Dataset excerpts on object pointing
○ ○ ○
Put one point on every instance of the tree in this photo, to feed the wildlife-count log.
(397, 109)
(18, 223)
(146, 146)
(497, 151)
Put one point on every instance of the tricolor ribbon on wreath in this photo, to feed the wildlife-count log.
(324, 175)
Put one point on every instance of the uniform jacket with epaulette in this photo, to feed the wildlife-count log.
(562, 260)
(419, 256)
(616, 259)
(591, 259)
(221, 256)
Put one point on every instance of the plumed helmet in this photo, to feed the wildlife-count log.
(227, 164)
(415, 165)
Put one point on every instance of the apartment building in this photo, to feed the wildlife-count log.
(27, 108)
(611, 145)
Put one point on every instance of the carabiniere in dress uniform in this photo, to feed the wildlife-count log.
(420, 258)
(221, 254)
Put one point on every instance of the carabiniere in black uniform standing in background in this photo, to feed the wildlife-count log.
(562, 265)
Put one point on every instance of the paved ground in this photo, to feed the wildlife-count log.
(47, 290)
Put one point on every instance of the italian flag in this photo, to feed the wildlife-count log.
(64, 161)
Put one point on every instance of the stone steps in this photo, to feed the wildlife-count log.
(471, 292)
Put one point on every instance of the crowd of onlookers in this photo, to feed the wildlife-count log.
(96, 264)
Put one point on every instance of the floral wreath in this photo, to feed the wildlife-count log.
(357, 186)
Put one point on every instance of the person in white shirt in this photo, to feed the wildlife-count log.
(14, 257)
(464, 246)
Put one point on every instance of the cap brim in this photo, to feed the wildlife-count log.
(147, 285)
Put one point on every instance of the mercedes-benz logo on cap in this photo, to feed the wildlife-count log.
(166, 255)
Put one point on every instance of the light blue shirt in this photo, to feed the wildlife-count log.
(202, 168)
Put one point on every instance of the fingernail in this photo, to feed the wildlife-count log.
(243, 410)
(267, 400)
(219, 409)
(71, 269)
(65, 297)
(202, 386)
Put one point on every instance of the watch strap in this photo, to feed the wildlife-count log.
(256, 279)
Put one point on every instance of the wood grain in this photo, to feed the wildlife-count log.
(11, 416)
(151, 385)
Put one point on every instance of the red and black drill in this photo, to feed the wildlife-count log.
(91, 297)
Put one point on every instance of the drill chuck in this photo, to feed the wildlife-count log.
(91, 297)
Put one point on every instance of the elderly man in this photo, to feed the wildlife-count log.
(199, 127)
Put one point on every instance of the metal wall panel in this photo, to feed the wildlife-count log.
○ ○ ○
Work instructions:
Reproduce every item above word for word, keeping the original order.

Task answer:
Put one point on every instance of the tree in this photo, to feed the wildlife-count log.
(397, 109)
(18, 223)
(146, 146)
(497, 151)
Put one point on every instance of the tricolor ribbon on wreath in this photo, to feed the wildlife-count log.
(324, 175)
Put one point on every instance of the uniform jacket with epaulette in this photo, to feed the wildlife-count log.
(562, 260)
(419, 256)
(616, 259)
(591, 259)
(221, 256)
Put one point on every instance of the plumed helmet in this photo, to feed the wildlife-count log.
(227, 164)
(415, 165)
Put one point on every instance of the apartment building in this photo, to feed the wildlife-count log.
(27, 108)
(611, 145)
Put one point on every instance of the carabiniere in dress uniform in this photo, to feed the wildlife-count log.
(420, 258)
(221, 254)
Put one point on every instance of the carabiniere in black uniform standing in background in this photo, to feed the wildlife-count log.
(562, 265)
Put one point on every instance of the paved ground in this photo, to feed the wildlife-count log.
(47, 290)
Put one point on every instance of the italian flag in this photo, to feed the wildlife-count log.
(64, 161)
Put one point on every instance of the stone steps in this photo, to feed the wildlife-count log.
(471, 292)
Put one point on every instance of the crowd of onlookers in this photo, to feed the wildlife-count log.
(96, 264)
Put one point on every instance of the floral wreath in this photo, to feed the wildlife-count log.
(357, 186)
Put one point on every instance of the person in white shirt in this photo, to feed the wildlife-count log.
(14, 257)
(464, 246)
Put one point on every instance of the cap brim in this photo, to feed the wildlife-count log.
(147, 285)
Put one point on every instance of the mercedes-benz logo on cap in this photo, to feed the wildlife-count log.
(166, 255)
Put one point on every instance of the light blue shirt in this photo, to feed the wildlife-count log.
(202, 168)
Put one point on every instance of the fingernail in this photo, to feed the wildlife-count log.
(243, 410)
(267, 400)
(219, 409)
(71, 269)
(65, 297)
(202, 386)
Put one point on every instance of the watch strap in this photo, to feed the wildlife-count log.
(256, 279)
Put one point on every instance of the wood grain in this photo, to feed the wildlife-count log.
(11, 416)
(151, 385)
Put one point on every instance of the red and black drill in this photo, to feed the wildlife-count log.
(91, 297)
Put one point on every instance of the drill chuck in this photo, to feed the wildlife-count log.
(91, 297)
Put one point on every instance of the elderly man in this photo, to feed the wildlife-count log.
(199, 127)
Put one point on every instance of the metal wall panel in this photo, to feed the wildlife-count log.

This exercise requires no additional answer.